··· ФРАГМЕНТ ТЕКСТА

Кульминационным пунктом в творчестве Метерлинка является его последнее произведение «Монна Ванна».4 Чрезвычайно замечательно в этой превосходной драме, заслуживающей глубокого внимания, то, что в ней нет ни одного нехорошего человека, мало того, все действующие лица люди крупные и благородные, и тем не менее разыгрывается страшная драма, причиняются адские страдания. Все действующие лица благородны, и тем не менее из драмы вытекает право на ложь и обязанность лгать.

Грандиозность и значительность всему конфликту между Гвидо и Ванной придает то, что тут сталкиваются две глубоко–нравственные натуры совершенно различного типа. Силы прошлого потеряли почти всякую власть над душою Монны Ванны, как и над душою старого Марко, но они полновластно царят в сердце Гвидо.

Гвидо — рыцарь чести и верности; по мнению Марко, честь и верность — детские игрушки, когда дело идет о жизни и смерти.

Что такое честь? Революционная буржуазия устами Робеспьера говорила: «Нам не надо чести, нам нужна честность», а христианская мораль, называя честь суетной и мирскою, требует героического смирения, веровать и исповедовать вопреки всем мукам и даже пред лицом смерти.

Но не надо понимать честь в каком–нибудь узком значении. Честь есть то, что я чту в себе, что я считаю священным, что важнее для меня, чем самое мое существование. Гвидо — рыцарь, в его понятие чести входит многое, что будет непонятно и чуждо честному буржуа, истинному христианину или философу–позитивисту. Человеческая личность стремится защитить свои права, свой вес перед другими людьми: этот вес её в глазах других и своих собственных есть его честь. Рыцарь должен быть опасным врагом и надежным покровителем, он не может потерпеть, чтобы его оскорбили безнаказанно или посягнули на кого–либо из его близких: снеси он что–нибудь подобное, и он теряет всякий вес, он не рыцарь больше; ему необходимо восстановить страшною местью свою репутацию опасного врага и мощного покровителя. Рыцарь всегда готов на смерть, — в этом его сила: человек, готовый поставить на карту жизнь, страшный человек, и его не посмеют не уважать. Но и честный буржуа не может существовать, — торговать, работать, — если поругано его честное имя, если заподозрили его в вероломстве или обмане. Рыцарь — продукт времени кулачной расправы: затроньте его честь — он бросится на вас со шпагой; буржуа привык опираться на корпоративные силы, на общегражданские устои, — он потянет вас в суд; но и он будет бороться за доверие к себе, за свою репутацию, пока не обелит ее или не умрет. Наконец, христианин пойдет на муки, но не потерпит, чтобы его хоть на минуту заподозрили в отступничестве от Христа.

······

ЗАДАНИЕ 1: Перепишите строки записей от строки с «Ground black knee pad in the image above.» до строки с «648,199,689,276» включительно. Каждую координату в ответах умножьте на 0,25 и округлите до целого (половины в большую сторону), остальные строки оставьте без изменений.

··· ИСХОДНЫЕ ДАННЫЕ

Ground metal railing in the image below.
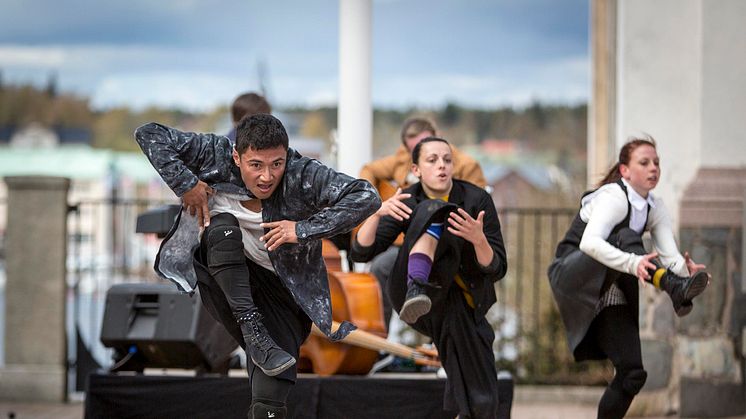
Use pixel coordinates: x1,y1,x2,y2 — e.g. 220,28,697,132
0,199,592,392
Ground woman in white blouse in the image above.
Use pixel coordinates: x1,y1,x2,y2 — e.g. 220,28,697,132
548,137,709,418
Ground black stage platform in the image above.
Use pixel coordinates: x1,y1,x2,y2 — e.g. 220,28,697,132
85,373,456,419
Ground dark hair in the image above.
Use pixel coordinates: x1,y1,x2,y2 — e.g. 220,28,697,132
401,117,437,145
597,134,655,187
236,113,288,154
412,137,451,164
231,93,272,125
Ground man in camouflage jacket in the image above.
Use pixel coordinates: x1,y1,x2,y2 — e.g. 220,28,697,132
135,115,381,418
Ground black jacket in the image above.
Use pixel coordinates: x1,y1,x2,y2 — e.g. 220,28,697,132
135,123,381,339
352,179,508,318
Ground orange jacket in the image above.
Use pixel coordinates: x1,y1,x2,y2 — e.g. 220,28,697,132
360,144,487,192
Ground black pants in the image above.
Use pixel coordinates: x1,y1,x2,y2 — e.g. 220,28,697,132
194,214,311,402
385,204,498,419
588,304,647,419
586,228,647,419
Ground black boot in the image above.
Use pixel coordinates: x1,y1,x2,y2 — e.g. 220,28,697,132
652,268,709,317
249,402,288,419
399,281,432,324
238,311,295,377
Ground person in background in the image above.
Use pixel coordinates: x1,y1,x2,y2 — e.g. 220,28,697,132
226,92,272,144
548,137,709,418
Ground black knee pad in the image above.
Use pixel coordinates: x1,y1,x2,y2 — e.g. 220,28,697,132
205,225,245,269
622,369,648,396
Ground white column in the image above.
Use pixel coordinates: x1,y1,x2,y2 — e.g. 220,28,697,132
337,0,373,176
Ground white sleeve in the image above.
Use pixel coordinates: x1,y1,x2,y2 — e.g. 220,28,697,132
580,188,642,275
648,199,689,276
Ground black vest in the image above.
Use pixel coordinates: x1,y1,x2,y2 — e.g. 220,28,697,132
554,179,650,258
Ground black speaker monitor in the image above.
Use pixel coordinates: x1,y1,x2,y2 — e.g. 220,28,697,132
101,283,238,373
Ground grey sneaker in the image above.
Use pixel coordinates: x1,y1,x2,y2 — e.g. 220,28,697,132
238,312,295,377
399,281,433,324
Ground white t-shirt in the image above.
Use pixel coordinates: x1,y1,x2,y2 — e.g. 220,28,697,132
580,180,689,276
210,192,275,272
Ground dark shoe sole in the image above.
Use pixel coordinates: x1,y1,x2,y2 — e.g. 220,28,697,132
684,271,709,301
251,357,295,377
399,294,432,324
676,271,710,317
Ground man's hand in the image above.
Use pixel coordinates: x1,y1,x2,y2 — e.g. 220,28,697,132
259,220,298,252
181,180,215,227
376,188,412,221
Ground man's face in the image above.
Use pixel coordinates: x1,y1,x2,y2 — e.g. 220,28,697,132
233,146,287,199
404,131,435,153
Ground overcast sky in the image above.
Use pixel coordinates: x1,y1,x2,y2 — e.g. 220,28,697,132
0,0,590,110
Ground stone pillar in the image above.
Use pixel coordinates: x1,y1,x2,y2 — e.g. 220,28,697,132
0,176,70,401
587,0,617,186
630,168,746,417
337,0,373,177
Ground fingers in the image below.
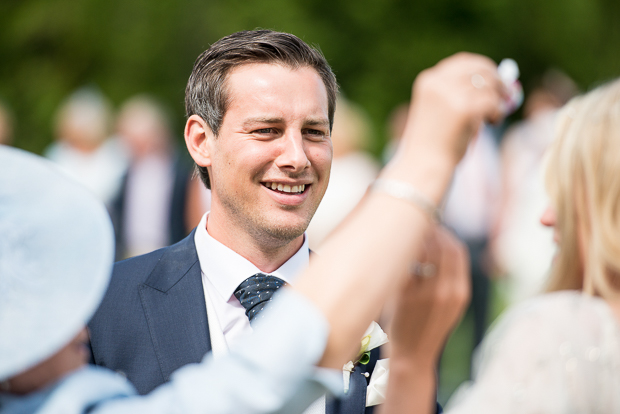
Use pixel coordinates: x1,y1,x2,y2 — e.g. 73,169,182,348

······

ЗАДАНИЕ 2:
Ответьте по фрагменту текста о драме «Монна Ванна»:
(a) Какое произведение названо кульминационным пунктом в творчестве Метерлинка?
(b) Чьими устами революционная буржуазия говорила «Нам не надо чести, нам нужна честность»?
(c) Куда, по фрагменту, потянет обидчика буржуа, если затронуть его честь?

ОТВЕТ 1:
Ground black knee pad in the image above.
Use pixel coordinates: x1,y1,x2,y2 — e.g. 220,28,697,132
51,56,61,67
156,92,162,99
Ground white column in the image above.
Use pixel coordinates: x1,y1,x2,y2 — e.g. 220,28,697,132
84,0,93,44
Ground white sleeve in the image above.
Use pixel coordinates: x1,y1,x2,y2 — e.g. 220,28,697,132
145,47,161,69
162,50,172,69

ОТВЕТ 2:
(a) Его последнее произведение «Монна Ванна».
(b) Устами Робеспьера.
(c) В суд.